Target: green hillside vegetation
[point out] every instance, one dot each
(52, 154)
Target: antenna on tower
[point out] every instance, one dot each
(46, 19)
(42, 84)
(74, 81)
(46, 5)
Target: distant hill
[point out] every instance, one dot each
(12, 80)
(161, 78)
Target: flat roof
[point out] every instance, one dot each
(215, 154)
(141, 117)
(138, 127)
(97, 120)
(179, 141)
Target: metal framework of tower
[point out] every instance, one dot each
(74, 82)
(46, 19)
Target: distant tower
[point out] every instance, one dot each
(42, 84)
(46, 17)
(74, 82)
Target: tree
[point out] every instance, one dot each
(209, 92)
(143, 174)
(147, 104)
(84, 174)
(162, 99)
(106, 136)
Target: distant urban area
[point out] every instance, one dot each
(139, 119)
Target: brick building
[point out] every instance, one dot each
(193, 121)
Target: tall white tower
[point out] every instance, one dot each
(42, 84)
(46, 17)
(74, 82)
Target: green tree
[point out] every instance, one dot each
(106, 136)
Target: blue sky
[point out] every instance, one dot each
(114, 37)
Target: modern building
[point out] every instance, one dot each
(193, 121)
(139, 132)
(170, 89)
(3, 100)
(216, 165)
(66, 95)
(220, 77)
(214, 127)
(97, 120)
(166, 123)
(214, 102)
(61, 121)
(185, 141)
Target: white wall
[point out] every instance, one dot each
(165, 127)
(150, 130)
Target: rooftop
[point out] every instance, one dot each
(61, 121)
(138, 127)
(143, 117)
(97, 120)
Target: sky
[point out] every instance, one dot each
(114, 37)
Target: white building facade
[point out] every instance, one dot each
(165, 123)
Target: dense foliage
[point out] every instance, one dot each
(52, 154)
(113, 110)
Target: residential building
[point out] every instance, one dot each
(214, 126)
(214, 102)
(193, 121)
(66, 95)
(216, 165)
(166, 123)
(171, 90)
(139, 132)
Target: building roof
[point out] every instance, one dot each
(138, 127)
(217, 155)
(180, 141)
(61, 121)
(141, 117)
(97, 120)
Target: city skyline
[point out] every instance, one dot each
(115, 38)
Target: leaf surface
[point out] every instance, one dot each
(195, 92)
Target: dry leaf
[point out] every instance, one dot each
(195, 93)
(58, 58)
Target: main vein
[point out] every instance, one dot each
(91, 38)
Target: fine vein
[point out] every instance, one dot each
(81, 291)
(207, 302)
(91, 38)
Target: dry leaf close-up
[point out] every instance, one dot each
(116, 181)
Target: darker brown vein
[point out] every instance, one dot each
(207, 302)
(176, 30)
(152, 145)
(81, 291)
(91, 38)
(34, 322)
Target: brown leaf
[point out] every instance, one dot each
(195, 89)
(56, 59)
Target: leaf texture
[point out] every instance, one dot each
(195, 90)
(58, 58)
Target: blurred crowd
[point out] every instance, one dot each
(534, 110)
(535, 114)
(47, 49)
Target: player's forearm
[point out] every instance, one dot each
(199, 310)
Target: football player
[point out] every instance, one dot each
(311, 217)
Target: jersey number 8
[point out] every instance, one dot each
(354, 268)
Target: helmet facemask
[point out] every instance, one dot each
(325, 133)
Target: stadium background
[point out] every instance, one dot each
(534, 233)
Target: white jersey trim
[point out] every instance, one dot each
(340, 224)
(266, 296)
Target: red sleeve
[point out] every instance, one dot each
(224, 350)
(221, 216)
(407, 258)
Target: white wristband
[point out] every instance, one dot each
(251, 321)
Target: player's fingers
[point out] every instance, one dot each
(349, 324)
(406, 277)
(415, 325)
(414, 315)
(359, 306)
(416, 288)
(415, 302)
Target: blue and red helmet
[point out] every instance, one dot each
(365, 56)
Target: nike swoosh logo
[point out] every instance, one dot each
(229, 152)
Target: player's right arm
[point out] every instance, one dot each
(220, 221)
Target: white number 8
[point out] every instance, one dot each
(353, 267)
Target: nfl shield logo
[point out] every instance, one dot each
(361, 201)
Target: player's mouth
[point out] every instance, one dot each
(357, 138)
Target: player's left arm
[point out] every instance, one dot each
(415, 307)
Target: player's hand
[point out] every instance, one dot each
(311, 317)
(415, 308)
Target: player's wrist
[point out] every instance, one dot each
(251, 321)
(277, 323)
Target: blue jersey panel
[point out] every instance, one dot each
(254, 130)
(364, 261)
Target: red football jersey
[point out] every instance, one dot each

▶ Task goal
Would you quote, exactly and only, the lines from the one containing "Target: player's forearm" to the end of the entries?

▶ The output
Target: player's forearm
[point out] every instance, one dot each
(199, 310)
Target: football player
[point out] every instance, one dot each
(311, 217)
Target: jersey number 8
[point out] every instance, one dot each
(354, 268)
Target: helmet facemask
[point out] every instance, one dot each
(325, 133)
Target: stadium background
[point out] every instance, one dot each
(534, 233)
Target: white jersey trim
[point out] every instance, one dot each
(340, 224)
(266, 296)
Target: red sleeve
[point out] every instance, one dot each
(224, 350)
(221, 216)
(407, 258)
Target: white wristband
[point out] every instance, one dot each
(251, 321)
Target: player's fingers
[point out] every instance, one dot each
(349, 324)
(406, 277)
(415, 325)
(414, 315)
(359, 306)
(416, 288)
(415, 302)
Target: blue and red helmet
[point out] every instance, one dot each
(365, 56)
Target: nike swoosh logo
[point out] every instance, one dot each
(229, 152)
Target: player's right arm
[point out] every instance, one dot each
(220, 221)
Target: white number 8
[point out] every instance, one dot each
(353, 267)
Target: nfl shield logo
[point out] every instance, one dot each
(361, 201)
Target: player's mouth
[point out] every instance, one dot each
(357, 138)
Target: player's left arm
[point out] every instance, one dot each
(415, 307)
Target: player's hand
[point out] every instance, one dot each
(311, 317)
(415, 308)
Target: player's wrist
[point out] every instance, one dot each
(251, 321)
(277, 323)
Target: blue jersey panel
[point out] every instance, one dot each
(254, 130)
(364, 261)
Target: red football jersey
[point out] every instance, one dot each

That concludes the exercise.